What to produce:
Rescale the bounding box coordinates in the answers by multiplying each by 2.1 and rounding to the nearest whole number, with halves rounded up, and reproduce every row below in full, requests included. Leave the numbers in the requests and their sample format unchanged.

>> BEGIN Dataset excerpts

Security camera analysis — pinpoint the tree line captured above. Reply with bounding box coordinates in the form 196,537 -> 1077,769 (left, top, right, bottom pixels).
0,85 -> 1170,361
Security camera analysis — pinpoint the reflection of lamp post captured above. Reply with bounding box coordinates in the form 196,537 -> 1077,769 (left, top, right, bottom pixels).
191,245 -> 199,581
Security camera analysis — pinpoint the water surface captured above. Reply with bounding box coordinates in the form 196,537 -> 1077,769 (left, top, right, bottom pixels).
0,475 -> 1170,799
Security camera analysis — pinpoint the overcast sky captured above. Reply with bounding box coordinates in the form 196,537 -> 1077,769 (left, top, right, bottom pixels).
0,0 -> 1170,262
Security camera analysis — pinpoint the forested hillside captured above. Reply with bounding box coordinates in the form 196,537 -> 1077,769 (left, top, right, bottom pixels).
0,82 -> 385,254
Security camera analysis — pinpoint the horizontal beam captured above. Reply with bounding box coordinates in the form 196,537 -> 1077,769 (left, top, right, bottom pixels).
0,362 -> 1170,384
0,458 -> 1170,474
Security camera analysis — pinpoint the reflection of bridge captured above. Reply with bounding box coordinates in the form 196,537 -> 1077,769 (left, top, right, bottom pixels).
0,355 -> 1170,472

>> END Dataset excerpts

The completed task:
Security camera analysis — pinpoint the tree line captured above. Reply with bounding box coordinates in the form 196,537 -> 1077,769 (left, top, right, bottom pixels).
0,179 -> 2457,758
Security camera analysis — pinpoint the reflection of lamp post captured above. Reply with bounding box coordinates in the form 196,537 -> 1077,769 (left, top, right, bottom pixels).
401,515 -> 418,1220
Security camera analysis — pinpoint the water surface captured above. Reply with bounding box coordinates in the form 196,537 -> 1077,769 (left, top, right, bottom pixels).
0,998 -> 2457,1678
Security camera analysis — pinpoint the overcast sky captured above. Reply with bounding box coordinates in the form 196,537 -> 1077,769 (left, top, right, bottom pixels).
0,0 -> 2457,550
Security camera analysis — pinpoint the forested hillside captured above. Reply with bounding box coordinates in the form 196,537 -> 1077,769 (left, top, right, bottom pixels).
0,172 -> 809,533
Security camera analysis — pinpoint the horizontal beam captured above. Reply with bounding box coordinates in the form 196,537 -> 1077,769 (left, top, right, bottom pixels).
0,760 -> 2457,806
0,962 -> 2457,995
Security camera analysis — pinpoint the reflection of bridge captured above. Reply with bounding box coordinates in the form 196,537 -> 1077,769 (left, top, right, bottom pixels).
0,746 -> 2457,991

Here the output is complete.